From the entries below, say how many lines carry the word "stone", and give nothing but the number.

Source records START

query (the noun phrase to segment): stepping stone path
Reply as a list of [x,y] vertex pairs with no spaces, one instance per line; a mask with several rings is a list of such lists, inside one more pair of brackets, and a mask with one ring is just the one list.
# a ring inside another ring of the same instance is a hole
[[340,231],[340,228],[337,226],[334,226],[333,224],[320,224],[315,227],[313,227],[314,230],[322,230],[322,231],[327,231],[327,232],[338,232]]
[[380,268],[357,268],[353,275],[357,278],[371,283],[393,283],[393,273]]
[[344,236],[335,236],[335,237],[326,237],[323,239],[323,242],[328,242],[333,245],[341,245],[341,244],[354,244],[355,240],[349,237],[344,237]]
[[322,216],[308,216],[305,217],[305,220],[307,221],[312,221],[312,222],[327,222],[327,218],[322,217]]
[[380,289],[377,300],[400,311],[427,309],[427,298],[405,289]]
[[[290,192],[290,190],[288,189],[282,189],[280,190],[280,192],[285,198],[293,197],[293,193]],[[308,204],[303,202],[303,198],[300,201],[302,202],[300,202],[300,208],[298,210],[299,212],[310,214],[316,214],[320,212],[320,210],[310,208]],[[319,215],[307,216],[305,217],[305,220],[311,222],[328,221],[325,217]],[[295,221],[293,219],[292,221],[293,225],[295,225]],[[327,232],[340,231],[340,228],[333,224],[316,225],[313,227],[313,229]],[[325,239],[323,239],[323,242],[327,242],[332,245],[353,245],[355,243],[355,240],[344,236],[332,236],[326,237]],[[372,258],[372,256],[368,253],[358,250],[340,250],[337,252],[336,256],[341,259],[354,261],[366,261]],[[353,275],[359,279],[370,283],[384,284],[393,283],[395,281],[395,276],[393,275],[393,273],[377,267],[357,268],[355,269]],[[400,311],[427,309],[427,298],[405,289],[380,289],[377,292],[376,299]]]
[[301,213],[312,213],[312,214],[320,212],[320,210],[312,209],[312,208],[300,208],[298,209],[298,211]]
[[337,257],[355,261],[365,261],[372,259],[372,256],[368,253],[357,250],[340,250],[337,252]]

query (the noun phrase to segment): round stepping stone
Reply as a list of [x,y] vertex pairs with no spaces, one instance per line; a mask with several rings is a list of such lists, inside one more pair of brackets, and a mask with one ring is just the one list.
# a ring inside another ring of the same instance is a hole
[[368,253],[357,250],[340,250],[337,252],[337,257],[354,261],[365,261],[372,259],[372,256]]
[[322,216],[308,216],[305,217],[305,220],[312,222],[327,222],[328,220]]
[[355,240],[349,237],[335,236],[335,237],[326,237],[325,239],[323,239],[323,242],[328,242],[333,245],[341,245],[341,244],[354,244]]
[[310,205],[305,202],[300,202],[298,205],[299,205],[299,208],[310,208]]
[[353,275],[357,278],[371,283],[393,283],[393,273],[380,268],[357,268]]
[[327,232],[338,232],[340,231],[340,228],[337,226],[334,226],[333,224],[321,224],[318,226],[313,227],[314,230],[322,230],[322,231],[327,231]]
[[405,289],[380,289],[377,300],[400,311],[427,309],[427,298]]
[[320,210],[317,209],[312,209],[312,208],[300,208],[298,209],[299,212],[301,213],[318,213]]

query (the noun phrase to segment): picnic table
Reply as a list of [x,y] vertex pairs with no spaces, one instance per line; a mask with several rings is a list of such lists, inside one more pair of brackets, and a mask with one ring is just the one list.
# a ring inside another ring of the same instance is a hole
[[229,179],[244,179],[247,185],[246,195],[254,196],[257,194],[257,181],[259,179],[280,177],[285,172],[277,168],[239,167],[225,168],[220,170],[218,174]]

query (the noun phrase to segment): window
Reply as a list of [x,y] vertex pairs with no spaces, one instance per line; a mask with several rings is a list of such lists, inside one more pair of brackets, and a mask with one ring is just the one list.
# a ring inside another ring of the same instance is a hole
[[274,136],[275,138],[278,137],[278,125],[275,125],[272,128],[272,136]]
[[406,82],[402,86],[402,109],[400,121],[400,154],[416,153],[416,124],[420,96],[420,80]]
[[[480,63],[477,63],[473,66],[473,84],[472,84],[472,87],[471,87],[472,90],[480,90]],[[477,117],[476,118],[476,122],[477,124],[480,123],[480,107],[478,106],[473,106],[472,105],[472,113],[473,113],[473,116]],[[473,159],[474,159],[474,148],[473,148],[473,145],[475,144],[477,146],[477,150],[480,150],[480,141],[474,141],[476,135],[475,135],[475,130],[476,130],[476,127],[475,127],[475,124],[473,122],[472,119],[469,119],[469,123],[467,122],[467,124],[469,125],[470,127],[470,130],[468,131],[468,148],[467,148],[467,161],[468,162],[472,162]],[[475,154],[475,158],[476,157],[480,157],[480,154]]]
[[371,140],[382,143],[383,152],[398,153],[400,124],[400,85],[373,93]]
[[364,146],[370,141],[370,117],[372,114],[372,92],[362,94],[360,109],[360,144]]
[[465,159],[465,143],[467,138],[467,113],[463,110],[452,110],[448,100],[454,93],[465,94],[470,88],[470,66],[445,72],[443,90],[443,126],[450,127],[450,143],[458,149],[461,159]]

Source records END

— Expected output —
2